WHAT YOU NEED TO DO —
1) In the text on time-resolved protein crystallography, reproduce the passage beginning with "Overview of major" and ending with "al. Science 2022.", replacing "Overview" with "Summary".
2) Write the next part of the text on time-resolved protein crystallography, picking up after its final sentence.

TEXT FOR ANALYSIS —
Studying small and fast

Studying molecular mechanisms behind the protein function is challenging due to the high spatiotemporal resolution needed for a detailed understanding of complex protein dynamics. The recent development of X-ray Free Electron Laser (XFEL) facilities opens new opportunities for dynamic structural biology. The intense and short 10-​70 fs X-ray pulses enable pump-probe experiments with unprecedented temporal resolution. Time-resolved serial femtosecond crystallography (TR-​SFX) can provide atomic-level details of proteins in action while probing events at femtosecond to millisecond timescales after activation.  

Capturing protein in motion

Our group builds particularly on the recent experiments that focused on the dynamics of bacteriorhodopsin. This work demonstrated the sample-efficient TR-​SFX at XFELs with high-viscosity injectors while providing unique insights into the activation and photocycle dynamics1-3. Bacteriorhodopsin was also used to perform serial crystallography experiments at the synchrotron. Combined with a pump laser, provides an excellent tool to probe slower protein dynamics at more widely available X-ray sources4-5.

Overview of major events during chloride transport by NmHR captured by time-resolved serial X-ray crystallography. For details, check our publication Mous et al. Science 2022.

DATA UNDER STUDY —
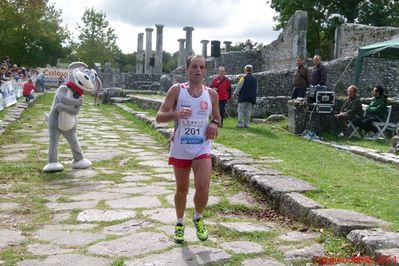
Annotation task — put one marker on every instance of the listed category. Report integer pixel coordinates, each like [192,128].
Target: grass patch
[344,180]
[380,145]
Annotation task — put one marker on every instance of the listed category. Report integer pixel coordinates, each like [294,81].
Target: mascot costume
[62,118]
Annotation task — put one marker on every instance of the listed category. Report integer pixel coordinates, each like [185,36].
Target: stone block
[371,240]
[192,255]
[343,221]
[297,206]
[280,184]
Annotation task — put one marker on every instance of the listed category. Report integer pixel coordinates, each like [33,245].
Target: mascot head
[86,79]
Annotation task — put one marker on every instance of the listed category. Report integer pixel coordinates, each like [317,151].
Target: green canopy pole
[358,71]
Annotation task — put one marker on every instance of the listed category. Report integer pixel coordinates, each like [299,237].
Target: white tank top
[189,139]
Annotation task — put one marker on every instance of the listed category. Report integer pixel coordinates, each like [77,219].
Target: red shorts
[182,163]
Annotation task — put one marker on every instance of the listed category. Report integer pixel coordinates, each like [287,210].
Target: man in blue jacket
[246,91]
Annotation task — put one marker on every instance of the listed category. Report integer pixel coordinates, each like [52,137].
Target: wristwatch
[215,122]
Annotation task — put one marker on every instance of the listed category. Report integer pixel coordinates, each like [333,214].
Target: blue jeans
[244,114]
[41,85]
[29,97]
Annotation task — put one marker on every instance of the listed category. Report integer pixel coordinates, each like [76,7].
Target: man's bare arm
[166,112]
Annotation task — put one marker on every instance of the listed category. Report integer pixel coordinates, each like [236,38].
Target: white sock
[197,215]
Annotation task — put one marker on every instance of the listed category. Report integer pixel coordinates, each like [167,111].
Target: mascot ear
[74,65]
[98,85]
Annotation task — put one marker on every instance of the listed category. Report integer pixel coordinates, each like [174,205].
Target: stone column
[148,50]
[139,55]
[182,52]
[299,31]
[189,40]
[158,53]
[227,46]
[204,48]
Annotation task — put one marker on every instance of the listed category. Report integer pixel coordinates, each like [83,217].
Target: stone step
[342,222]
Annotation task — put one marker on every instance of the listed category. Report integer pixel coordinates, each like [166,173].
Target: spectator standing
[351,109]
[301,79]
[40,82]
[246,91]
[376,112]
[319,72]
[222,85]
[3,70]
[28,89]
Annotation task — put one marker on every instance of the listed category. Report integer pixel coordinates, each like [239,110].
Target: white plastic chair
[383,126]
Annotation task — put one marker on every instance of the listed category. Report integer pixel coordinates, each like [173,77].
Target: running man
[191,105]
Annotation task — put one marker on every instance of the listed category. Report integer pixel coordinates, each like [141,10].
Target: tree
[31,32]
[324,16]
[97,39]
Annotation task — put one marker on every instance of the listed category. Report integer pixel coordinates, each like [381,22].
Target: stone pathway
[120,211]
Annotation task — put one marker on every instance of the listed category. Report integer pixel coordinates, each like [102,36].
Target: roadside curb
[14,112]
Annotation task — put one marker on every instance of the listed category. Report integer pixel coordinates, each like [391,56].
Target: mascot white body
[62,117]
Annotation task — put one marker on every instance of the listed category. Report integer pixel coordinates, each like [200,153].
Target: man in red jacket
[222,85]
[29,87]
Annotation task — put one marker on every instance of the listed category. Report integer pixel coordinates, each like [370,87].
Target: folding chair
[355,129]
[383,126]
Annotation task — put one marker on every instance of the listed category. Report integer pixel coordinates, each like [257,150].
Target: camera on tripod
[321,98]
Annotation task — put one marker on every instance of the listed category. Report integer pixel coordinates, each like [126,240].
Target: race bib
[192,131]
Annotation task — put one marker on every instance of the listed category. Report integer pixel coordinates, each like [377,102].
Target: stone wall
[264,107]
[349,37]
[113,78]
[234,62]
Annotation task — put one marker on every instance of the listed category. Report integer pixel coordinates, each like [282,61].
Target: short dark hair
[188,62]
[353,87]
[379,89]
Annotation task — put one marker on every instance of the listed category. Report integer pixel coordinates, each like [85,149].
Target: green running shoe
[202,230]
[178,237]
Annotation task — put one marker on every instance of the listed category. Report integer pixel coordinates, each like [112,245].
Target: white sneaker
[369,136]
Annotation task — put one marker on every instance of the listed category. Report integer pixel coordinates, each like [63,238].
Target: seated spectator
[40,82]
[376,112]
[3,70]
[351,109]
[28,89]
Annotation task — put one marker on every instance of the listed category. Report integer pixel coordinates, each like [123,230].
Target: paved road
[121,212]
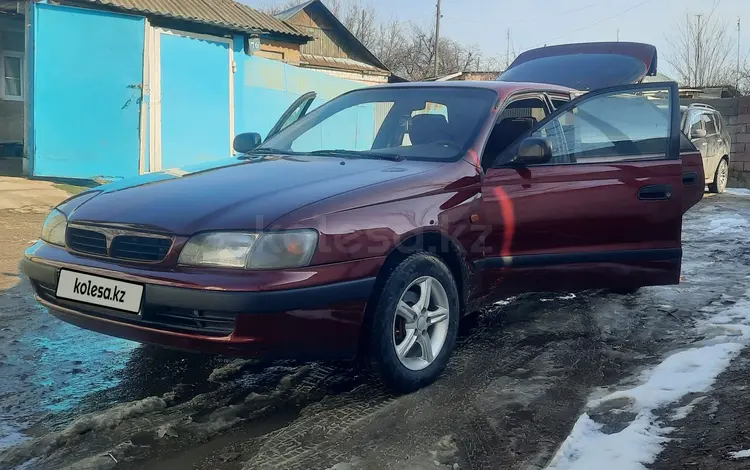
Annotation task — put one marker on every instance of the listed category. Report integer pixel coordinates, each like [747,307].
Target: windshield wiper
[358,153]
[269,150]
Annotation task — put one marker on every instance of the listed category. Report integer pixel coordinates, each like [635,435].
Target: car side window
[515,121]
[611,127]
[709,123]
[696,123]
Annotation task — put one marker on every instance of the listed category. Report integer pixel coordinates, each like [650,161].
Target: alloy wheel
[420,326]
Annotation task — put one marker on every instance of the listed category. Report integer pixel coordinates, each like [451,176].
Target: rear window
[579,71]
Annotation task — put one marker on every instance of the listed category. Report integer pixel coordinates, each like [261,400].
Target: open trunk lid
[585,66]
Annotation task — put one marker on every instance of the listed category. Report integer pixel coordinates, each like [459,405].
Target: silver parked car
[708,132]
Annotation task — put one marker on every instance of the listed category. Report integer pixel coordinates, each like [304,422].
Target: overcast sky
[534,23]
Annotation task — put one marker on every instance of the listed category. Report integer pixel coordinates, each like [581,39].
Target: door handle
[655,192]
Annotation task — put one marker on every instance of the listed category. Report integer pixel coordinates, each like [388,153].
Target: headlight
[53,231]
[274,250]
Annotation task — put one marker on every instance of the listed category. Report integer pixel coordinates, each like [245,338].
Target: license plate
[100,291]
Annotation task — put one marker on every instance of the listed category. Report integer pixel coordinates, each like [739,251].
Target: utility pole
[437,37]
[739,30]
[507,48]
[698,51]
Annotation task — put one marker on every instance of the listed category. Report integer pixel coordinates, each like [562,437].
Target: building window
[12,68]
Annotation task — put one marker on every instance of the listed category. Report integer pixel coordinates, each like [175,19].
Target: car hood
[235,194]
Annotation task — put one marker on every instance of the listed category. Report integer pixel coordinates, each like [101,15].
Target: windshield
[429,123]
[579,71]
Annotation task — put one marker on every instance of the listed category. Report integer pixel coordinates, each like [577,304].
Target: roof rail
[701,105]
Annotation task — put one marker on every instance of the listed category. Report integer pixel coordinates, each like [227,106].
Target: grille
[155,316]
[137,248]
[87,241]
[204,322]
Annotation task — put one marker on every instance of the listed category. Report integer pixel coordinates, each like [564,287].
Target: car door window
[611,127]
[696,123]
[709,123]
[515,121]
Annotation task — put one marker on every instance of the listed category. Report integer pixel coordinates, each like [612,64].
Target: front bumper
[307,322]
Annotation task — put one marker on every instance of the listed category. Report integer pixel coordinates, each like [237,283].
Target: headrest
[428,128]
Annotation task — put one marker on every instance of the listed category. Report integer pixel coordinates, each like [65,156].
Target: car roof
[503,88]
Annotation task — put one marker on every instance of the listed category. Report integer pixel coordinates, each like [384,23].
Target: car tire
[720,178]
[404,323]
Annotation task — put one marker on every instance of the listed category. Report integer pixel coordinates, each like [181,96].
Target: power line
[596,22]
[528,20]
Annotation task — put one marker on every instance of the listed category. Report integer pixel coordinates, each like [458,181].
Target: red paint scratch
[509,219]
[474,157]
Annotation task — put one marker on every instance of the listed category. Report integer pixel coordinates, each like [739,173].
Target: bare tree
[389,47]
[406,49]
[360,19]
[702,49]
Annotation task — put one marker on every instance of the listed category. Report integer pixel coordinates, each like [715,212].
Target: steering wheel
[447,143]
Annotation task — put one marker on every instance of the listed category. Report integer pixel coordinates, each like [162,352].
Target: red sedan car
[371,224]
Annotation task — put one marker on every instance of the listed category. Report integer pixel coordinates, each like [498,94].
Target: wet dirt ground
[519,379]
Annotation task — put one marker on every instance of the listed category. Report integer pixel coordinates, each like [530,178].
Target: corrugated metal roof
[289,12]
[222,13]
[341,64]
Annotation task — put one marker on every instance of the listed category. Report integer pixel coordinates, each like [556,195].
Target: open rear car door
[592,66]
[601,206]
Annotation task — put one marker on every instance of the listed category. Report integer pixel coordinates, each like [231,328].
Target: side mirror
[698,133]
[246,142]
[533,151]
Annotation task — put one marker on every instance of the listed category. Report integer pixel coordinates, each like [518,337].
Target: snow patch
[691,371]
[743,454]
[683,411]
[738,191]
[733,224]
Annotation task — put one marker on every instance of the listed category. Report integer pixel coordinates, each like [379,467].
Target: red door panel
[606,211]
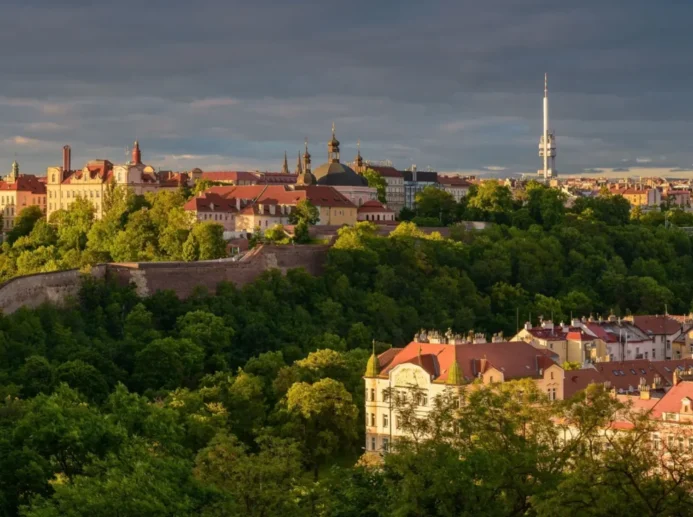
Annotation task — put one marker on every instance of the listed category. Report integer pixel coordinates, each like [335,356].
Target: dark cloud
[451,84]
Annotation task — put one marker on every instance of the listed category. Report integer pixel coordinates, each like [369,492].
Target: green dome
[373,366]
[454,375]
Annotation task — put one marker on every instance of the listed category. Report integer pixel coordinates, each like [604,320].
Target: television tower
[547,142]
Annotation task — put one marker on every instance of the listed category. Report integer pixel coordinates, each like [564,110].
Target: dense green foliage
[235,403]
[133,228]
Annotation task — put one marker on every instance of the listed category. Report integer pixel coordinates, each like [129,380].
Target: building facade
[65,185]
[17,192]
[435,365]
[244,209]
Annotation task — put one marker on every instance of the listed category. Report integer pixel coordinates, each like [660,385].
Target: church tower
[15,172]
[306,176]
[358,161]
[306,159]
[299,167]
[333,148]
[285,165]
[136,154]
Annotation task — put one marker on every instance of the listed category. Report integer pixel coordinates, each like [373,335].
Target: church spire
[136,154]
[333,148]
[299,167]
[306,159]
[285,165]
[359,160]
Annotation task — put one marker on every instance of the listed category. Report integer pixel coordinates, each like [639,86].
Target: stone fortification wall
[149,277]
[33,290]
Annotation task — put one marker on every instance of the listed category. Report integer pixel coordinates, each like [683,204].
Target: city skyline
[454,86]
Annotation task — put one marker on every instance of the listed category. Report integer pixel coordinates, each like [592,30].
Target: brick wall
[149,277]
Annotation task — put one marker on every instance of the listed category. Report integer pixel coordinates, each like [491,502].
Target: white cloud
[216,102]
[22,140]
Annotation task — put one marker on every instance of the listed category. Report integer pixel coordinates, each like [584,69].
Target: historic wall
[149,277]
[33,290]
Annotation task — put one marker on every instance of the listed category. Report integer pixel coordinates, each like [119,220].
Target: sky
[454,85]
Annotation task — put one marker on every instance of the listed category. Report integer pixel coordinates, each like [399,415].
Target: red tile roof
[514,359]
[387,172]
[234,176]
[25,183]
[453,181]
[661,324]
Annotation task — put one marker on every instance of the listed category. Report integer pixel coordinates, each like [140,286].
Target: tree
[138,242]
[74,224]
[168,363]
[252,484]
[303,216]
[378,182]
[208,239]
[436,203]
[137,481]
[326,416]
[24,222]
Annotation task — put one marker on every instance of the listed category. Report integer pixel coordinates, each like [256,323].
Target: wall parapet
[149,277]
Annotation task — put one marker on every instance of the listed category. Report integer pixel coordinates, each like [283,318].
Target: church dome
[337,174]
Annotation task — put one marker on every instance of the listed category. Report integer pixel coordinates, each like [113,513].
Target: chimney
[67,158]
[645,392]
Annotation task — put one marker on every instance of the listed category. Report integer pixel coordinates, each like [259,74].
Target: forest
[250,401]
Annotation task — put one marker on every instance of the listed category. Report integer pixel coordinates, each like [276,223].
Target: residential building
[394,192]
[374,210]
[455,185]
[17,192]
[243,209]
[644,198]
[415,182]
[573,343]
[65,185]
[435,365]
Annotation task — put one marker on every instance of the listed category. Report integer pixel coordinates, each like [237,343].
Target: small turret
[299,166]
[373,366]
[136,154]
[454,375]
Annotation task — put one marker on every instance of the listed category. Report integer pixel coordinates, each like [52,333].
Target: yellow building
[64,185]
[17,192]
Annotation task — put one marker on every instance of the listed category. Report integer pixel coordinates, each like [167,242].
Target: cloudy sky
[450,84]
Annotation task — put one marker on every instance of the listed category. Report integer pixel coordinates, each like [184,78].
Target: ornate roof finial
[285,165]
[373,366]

RESULTS BY TASK —
1)
Summary of major events during chloride transport by NmHR captured by time-resolved serial X-ray crystallography. For details, check our publication Mous et al. Science 2022.

2)
The exciting insights into bacteriorhodopsin and other model proteins inspire us to apply a similar methodology to poorly understood enzymes and transport proteins. Our structural work is complemented by other biochemical and biophysical methods, supported by collaborations with time-resolved spectroscopy and QM/MM simulations.


1. Nogly, P. et al. Lipidic cubic phase injector is a viable crystal delivery system for time-​resolved serial crystallography. Nat. Commun. 7, 12314 (2016).

2. Nango, E. et al. A three-​dimensional movie of structural changes in bacteriorhodopsin. Science 354, 1552–1557 (2016).

3. Nogly, P. et al. Retinal isomerization in bacteriorhodopsin captured by a femtosecond x-​ray laser. Science 361, (2018).

4. Nogly, P. et al. Lipidic cubic phase serial millisecond crystallography using synchrotron radiation. IUCrJ 2, 168–176 (2015).

5. Weinert, T. et al. Proton uptake mechanism in bacteriorhodopsin captured by serial synchrotron crystallography. Science 365, 61–65 (2019).